▸ The problem: Output the records below exactly as they appear, starting with the line that contains "house, I would be grateful." and going on through the line that contains "71L26 72L26 88L111", both of those lines included.

▸ Record extracts:
__________________________________________________

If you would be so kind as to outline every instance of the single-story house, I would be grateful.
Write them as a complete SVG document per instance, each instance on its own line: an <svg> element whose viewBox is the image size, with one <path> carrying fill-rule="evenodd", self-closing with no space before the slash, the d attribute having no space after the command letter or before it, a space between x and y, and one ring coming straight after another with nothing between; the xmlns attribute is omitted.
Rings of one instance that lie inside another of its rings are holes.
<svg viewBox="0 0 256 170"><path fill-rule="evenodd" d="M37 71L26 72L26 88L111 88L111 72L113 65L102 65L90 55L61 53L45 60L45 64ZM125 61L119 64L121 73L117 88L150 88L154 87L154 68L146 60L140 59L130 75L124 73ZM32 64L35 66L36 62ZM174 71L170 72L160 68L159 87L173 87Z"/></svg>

__________________________________________________

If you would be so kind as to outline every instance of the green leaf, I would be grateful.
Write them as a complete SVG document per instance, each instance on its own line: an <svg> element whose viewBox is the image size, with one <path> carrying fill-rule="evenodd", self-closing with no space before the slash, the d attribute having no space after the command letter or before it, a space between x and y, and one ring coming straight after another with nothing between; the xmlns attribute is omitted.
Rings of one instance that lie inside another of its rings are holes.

__________________________________________________

▸ Output below:
If you would be so kind as to outline every instance of the single-story house, I would be grateful.
Write them as a complete SVG document per instance, each instance on its own line: an <svg> element whose viewBox is the image size, with one <path> carrying fill-rule="evenodd", self-closing with no space before the slash, the d attribute having no space after the command letter or before it, a space between x and y, and one ring coming straight after another with nothing between; the xmlns attribute is omitted.
Rings of one instance that lie inside another of its rings are holes.
<svg viewBox="0 0 256 170"><path fill-rule="evenodd" d="M37 71L26 72L26 88L111 88L111 72L113 65L102 65L90 55L61 53L45 60L45 64ZM125 61L119 64L121 73L117 88L150 88L154 87L154 68L146 60L140 59L130 75L124 73ZM32 64L35 66L36 62ZM174 71L170 72L160 68L159 87L173 87Z"/></svg>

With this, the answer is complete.